**YOUR ASSIGNMENT:** Write out the full passage on why students avoid practice tests, word for word.

**STUDY TEXT:**
□ □ □ □ □ □ □

My honest take on why students avoid practice tests
I have watched a lot of students choose rereading over practice tests, and the reason is almost never laziness. It is that practice tests feel discouraging. You sit down, try to answer questions, get a lot of them wrong, and walk away feeling like you know nothing. That feeling is uncomfortable. So students go back to their notes, where everything looks familiar and manageable.
The problem is that comfort and learning are not the same thing. I have seen students spend weeks highlighting and rereading and still fall apart on test day because they never trained the specific skill of retrieving knowledge under pressure. The familiarity from rereading is real, but it does not survive time pressure and unfamiliar question formats.
What actually works is leaning into the discomfort of getting things wrong during practice. Every wrong answer on a practice test that you then correct and understand is worth more than ten correct answers you already knew. The struggle is not a sign that you are unprepared. It is the preparation itself.
If you are preparing for a university entrance exam, the most important shift you can make is treating practice tests as your primary study method and everything else as support for that work. Your notes exist to help you understand what you got wrong. Not the other way around.

□ □ □ □ □ □ □

**DATA:**
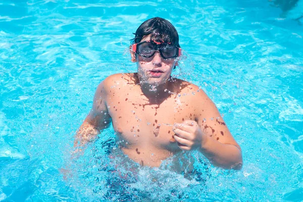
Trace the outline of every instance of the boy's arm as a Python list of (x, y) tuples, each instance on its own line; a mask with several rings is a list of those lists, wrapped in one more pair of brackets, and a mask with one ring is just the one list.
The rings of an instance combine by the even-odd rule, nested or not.
[(102, 82), (96, 90), (91, 110), (76, 135), (74, 146), (83, 146), (93, 140), (111, 121), (106, 105), (107, 92), (106, 81)]
[(200, 151), (216, 166), (240, 169), (242, 152), (214, 103), (203, 90), (196, 104), (199, 112), (197, 122), (204, 135)]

□ □ □ □ □ □ □

**REPLY TO THE TASK:**
My honest take on why students avoid practice tests
I have watched a lot of students choose rereading over practice tests, and the reason is almost never laziness. It is that practice tests feel discouraging. You sit down, try to answer questions, get a lot of them wrong, and walk away feeling like you know nothing. That feeling is uncomfortable. So students go back to their notes, where everything looks familiar and manageable.
The problem is that comfort and learning are not the same thing. I have seen students spend weeks highlighting and rereading and still fall apart on test day because they never trained the specific skill of retrieving knowledge under pressure. The familiarity from rereading is real, but it does not survive time pressure and unfamiliar question formats.
What actually works is leaning into the discomfort of getting things wrong during practice. Every wrong answer on a practice test that you then correct and understand is worth more than ten correct answers you already knew. The struggle is not a sign that you are unprepared. It is the preparation itself.
If you are preparing for a university entrance exam, the most important shift you can make is treating practice tests as your primary study method and everything else as support for that work. Your notes exist to help you understand what you got wrong. Not the other way around.